**Work item**
Restate the records below word for word, and omit the images they hold.

(Items from a data source)

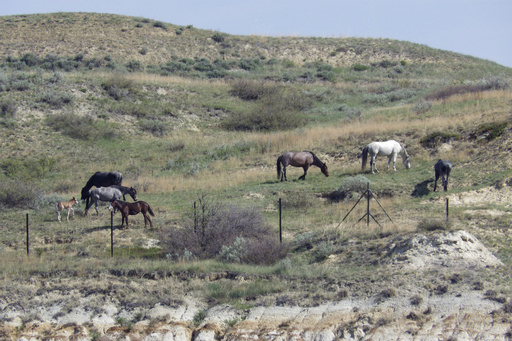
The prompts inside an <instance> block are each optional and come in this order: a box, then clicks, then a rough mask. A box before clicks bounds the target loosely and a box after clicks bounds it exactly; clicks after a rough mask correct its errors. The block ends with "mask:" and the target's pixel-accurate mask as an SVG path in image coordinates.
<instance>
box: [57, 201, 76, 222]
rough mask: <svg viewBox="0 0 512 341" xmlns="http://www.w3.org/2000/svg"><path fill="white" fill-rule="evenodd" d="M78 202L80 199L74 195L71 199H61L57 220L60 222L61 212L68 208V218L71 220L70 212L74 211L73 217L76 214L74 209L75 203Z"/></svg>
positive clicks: (67, 209) (67, 216) (57, 210)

**Exercise solution**
The prompts inside an <instance> block are each optional and come in this order: a box, then clicks, then a rough mask. A box before clicks bounds the target loosely and a box after clicks bounds it exactly; clicks after a rough mask correct its errors. The block ends with "mask:" and the target's pixel-accurate mask as an SVG path in image coordinates.
<instance>
box: [57, 201, 76, 222]
rough mask: <svg viewBox="0 0 512 341" xmlns="http://www.w3.org/2000/svg"><path fill="white" fill-rule="evenodd" d="M78 202L80 199L74 195L71 199H61L57 220L60 222L61 212L68 208V218L71 220L70 212L74 211L73 217L76 214L74 209L75 203Z"/></svg>
positive clicks: (67, 209) (67, 216) (57, 210)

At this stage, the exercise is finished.